■ **Directions**
Write out every line of the material exactly as it appears.

■ **Listing**
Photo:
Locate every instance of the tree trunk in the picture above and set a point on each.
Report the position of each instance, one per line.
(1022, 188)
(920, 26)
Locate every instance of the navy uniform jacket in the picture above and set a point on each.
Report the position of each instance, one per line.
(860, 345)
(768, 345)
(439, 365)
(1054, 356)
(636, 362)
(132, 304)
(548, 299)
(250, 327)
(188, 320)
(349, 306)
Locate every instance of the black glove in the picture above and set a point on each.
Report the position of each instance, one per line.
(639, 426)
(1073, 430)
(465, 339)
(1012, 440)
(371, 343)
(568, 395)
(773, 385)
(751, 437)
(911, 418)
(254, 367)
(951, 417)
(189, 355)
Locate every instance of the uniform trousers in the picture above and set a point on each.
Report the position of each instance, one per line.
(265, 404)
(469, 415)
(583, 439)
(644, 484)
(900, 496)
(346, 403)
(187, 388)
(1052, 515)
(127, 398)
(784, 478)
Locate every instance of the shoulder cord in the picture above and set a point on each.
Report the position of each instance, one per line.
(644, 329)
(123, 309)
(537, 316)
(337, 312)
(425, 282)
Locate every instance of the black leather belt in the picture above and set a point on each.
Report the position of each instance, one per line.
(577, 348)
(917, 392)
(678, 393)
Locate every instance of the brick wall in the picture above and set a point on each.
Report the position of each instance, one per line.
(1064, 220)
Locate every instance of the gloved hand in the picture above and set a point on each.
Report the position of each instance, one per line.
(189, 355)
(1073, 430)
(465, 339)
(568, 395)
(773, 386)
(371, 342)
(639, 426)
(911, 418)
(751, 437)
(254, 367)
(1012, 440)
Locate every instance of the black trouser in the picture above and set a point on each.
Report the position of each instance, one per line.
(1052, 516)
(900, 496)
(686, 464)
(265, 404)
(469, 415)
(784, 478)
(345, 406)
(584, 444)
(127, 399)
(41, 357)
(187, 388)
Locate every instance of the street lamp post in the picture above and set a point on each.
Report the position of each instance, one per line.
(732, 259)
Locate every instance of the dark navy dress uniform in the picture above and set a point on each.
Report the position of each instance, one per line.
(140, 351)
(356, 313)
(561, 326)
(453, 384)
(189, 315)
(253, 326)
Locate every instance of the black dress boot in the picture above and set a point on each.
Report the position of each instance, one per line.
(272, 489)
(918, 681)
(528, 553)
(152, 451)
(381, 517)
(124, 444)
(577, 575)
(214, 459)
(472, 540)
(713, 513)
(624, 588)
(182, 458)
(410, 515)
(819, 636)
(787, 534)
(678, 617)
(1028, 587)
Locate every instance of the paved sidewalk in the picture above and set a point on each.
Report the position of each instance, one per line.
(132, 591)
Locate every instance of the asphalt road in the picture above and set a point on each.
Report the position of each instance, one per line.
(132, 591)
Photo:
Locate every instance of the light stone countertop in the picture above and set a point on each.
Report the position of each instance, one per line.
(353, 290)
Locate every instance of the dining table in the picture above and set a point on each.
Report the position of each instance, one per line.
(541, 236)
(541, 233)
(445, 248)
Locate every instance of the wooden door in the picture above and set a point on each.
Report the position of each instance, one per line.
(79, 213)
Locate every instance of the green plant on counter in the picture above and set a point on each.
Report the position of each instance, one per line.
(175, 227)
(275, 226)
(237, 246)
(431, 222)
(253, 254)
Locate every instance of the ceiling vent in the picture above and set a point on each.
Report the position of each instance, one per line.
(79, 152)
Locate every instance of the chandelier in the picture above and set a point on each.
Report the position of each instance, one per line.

■ **Output of the exercise**
Photo:
Locate every instance of the tree trunk in the picture above and set a point on each.
Report the position of each instance, one per line.
(1022, 188)
(920, 26)
Locate every instance of the navy uniform jacket in the picture above and set a point on each.
Report the position of each instance, one per line.
(860, 345)
(768, 345)
(439, 365)
(1054, 356)
(636, 362)
(132, 304)
(548, 299)
(250, 327)
(188, 320)
(349, 306)
Locate every instance of the black glove in the picture above and set a point on each.
Report the position of each instance, one per line.
(639, 426)
(1073, 430)
(465, 339)
(1012, 440)
(371, 343)
(568, 395)
(773, 385)
(751, 437)
(911, 418)
(254, 367)
(951, 417)
(189, 355)
Locate every instance of the uniform trousers in the picture above and set a point on each.
Report the position of each instance, one per line.
(265, 404)
(469, 415)
(583, 439)
(644, 484)
(900, 496)
(346, 403)
(187, 388)
(1052, 515)
(127, 398)
(784, 478)
Locate every instance of the shoulder cord in the picture above and set a point on each.
Report the position of each instance, one per line.
(644, 329)
(123, 309)
(537, 316)
(337, 312)
(425, 282)
Locate every instance of the black leather belt in the picture above and set a point on each.
Report the position of each instance, one per line.
(577, 348)
(917, 392)
(678, 393)
Locate every instance of the brick wall in the picture above and set a point on each.
Report the position of each instance, one per line.
(1064, 220)
Locate every instance of the gloved hand in the picture above and set a point on each.
Report the position of each instance, one per line.
(189, 355)
(1073, 430)
(465, 339)
(568, 395)
(773, 386)
(371, 342)
(639, 426)
(911, 418)
(751, 437)
(254, 367)
(1012, 440)
Locate every instance of the black trouser in the picture above and set a point on each.
Report the position of each instance, one per line.
(1052, 516)
(900, 496)
(686, 464)
(265, 404)
(469, 415)
(784, 478)
(345, 406)
(584, 444)
(127, 399)
(41, 357)
(187, 388)
Locate every instance of the street lamp post in the picture above and set a point on each.
Report the position of each instance, one per line.
(732, 259)
Locate every instance of the dark navy dress uniform in the picture above and set a point on each.
Report the position of each instance, one per line.
(140, 351)
(356, 313)
(561, 326)
(453, 384)
(189, 315)
(253, 326)
Locate every instance of the black dress boot in the picture above and set a point on each.
Report the position of each instance, one per line.
(272, 489)
(918, 681)
(528, 553)
(152, 451)
(381, 517)
(124, 444)
(577, 575)
(214, 459)
(472, 540)
(713, 513)
(624, 588)
(182, 458)
(410, 515)
(819, 636)
(787, 534)
(678, 617)
(1028, 587)
Locate every instance of the paved sidewalk in the picture above and set a point on each.
Report the position of each instance, one per line.
(132, 591)
Locate every instance of the asphalt road in the picture above and set a point on each.
Report the position of each instance, one per line.
(132, 591)
Photo:
Locate every instance of the light stone countertop in the picture above and set a point on each.
Report the position of each instance, one per line.
(353, 290)
Locate every instance of the dining table in the picture above and set a point on each.
Report the position of each instance, one per line.
(541, 236)
(541, 233)
(445, 248)
Locate every instance of the wooden door in the picture above and set a point on each.
Report the position of each instance, one per line.
(79, 213)
Locate every instance of the green plant on counter in the picture above and set a point on each.
Report the position of each instance, one per line.
(175, 227)
(275, 226)
(237, 246)
(431, 222)
(253, 254)
Locate every instance of the ceiling vent in the picture above and set a point on each.
Report the position of each instance, one per line.
(79, 152)
Locate every instance of the chandelier in the picture above and set a point on each.
Report the position of each instance, one per line.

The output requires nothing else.